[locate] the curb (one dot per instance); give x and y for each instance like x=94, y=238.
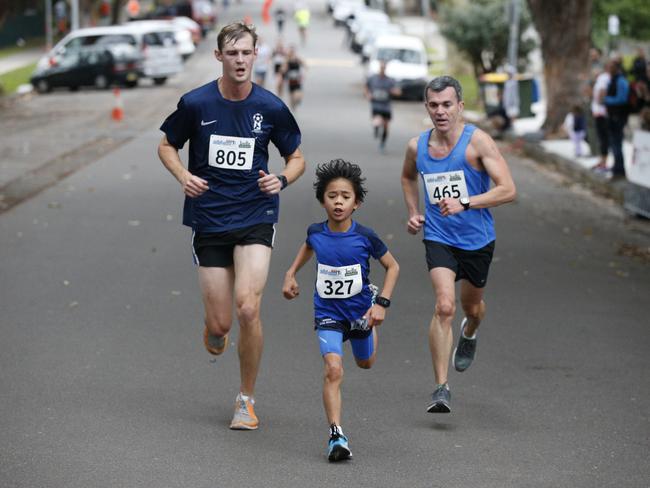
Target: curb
x=596, y=183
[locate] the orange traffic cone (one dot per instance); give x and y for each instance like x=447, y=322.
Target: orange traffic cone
x=118, y=110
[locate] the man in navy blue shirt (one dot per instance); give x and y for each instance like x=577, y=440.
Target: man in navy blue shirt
x=231, y=196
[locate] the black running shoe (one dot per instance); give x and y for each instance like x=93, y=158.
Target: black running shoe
x=440, y=400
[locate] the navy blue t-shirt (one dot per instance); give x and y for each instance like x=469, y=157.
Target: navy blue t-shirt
x=228, y=146
x=343, y=268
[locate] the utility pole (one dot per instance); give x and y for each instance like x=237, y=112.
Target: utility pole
x=513, y=40
x=511, y=86
x=75, y=15
x=48, y=25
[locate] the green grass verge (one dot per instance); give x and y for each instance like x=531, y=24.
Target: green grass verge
x=30, y=43
x=10, y=81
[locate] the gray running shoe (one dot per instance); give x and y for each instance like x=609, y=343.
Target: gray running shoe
x=244, y=417
x=465, y=351
x=440, y=400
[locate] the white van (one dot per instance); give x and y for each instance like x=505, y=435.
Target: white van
x=160, y=57
x=406, y=62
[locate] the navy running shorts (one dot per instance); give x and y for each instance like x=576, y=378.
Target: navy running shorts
x=215, y=249
x=468, y=265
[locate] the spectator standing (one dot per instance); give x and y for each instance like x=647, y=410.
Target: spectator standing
x=616, y=101
x=280, y=18
x=262, y=62
x=302, y=16
x=599, y=113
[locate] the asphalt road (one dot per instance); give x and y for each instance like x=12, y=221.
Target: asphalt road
x=105, y=382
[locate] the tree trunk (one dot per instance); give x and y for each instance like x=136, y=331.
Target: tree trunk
x=564, y=27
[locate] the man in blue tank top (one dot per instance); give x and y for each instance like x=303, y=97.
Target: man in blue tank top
x=456, y=162
x=231, y=197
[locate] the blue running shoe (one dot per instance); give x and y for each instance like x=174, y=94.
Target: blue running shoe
x=337, y=449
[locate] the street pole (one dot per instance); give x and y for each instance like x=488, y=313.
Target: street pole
x=75, y=14
x=511, y=100
x=48, y=25
x=513, y=40
x=425, y=8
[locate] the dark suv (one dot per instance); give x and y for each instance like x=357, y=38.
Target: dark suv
x=98, y=66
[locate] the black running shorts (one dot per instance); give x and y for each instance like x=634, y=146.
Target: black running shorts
x=215, y=249
x=469, y=265
x=385, y=114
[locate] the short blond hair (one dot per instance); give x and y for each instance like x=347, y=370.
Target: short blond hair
x=235, y=31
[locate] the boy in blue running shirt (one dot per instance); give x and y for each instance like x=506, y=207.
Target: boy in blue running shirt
x=344, y=307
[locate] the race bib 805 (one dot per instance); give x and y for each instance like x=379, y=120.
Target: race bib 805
x=227, y=152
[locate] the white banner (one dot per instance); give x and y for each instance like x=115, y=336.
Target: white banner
x=639, y=171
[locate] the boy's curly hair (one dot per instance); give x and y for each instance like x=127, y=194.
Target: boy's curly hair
x=339, y=168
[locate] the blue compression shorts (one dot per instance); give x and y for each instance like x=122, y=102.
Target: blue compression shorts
x=331, y=341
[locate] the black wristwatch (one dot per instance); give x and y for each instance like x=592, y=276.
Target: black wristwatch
x=284, y=181
x=382, y=302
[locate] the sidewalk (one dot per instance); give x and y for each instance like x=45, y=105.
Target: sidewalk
x=526, y=131
x=18, y=60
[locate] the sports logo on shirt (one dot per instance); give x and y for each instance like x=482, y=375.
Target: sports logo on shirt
x=257, y=122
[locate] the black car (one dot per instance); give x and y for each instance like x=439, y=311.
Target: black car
x=101, y=67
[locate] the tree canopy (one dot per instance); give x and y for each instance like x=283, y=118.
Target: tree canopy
x=480, y=30
x=634, y=17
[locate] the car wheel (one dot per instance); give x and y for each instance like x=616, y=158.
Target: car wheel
x=43, y=86
x=101, y=82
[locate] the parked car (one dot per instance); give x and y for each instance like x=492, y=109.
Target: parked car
x=407, y=63
x=370, y=36
x=346, y=9
x=167, y=30
x=364, y=22
x=160, y=57
x=192, y=26
x=203, y=12
x=98, y=66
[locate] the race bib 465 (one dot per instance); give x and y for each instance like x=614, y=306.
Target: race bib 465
x=445, y=185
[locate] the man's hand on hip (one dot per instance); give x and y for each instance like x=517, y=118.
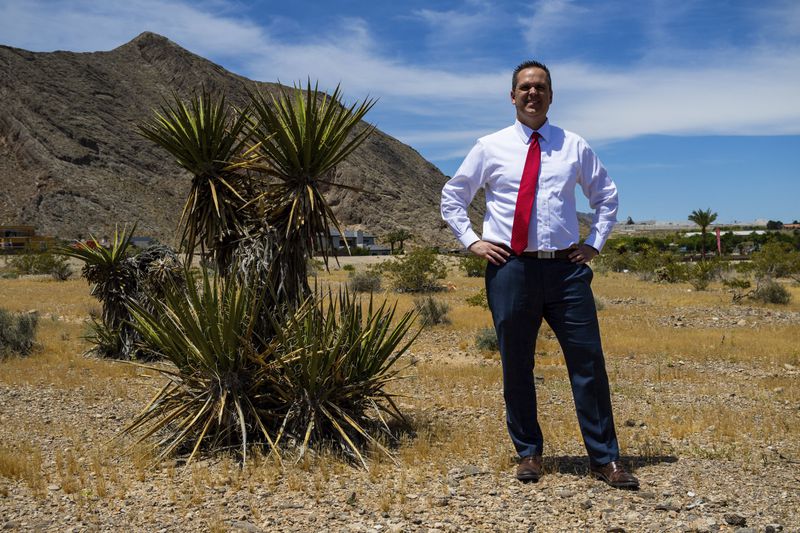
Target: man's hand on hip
x=583, y=254
x=491, y=252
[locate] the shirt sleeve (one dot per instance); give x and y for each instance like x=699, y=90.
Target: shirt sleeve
x=602, y=194
x=458, y=193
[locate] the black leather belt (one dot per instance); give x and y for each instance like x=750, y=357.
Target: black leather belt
x=541, y=254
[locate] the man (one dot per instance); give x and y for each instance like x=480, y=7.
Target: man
x=537, y=268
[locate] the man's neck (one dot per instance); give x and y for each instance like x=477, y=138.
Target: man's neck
x=534, y=125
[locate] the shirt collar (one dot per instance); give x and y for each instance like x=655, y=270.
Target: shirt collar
x=525, y=132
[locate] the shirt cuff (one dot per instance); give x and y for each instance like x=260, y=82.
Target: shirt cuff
x=469, y=238
x=595, y=241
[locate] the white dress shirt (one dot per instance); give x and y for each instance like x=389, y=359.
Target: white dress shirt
x=496, y=163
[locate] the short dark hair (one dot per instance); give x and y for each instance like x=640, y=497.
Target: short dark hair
x=530, y=64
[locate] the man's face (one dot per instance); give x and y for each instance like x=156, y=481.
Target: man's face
x=532, y=97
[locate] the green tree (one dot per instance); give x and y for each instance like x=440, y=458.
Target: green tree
x=391, y=238
x=401, y=235
x=703, y=218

────────

## Work required
Nothing but the line with "Target: short dark hair" and the lines after it, through the end of the material, should appear in the output, word for word.

## Expected answer
Target: short dark hair
x=530, y=64
[locate] the man's face (one dot per instance); give x and y for each instance like x=156, y=481.
Target: man's face
x=532, y=97
[locate] the green tree (one dot per instance); give x and y for each instance like x=440, y=458.
Target: green tree
x=391, y=238
x=401, y=235
x=703, y=218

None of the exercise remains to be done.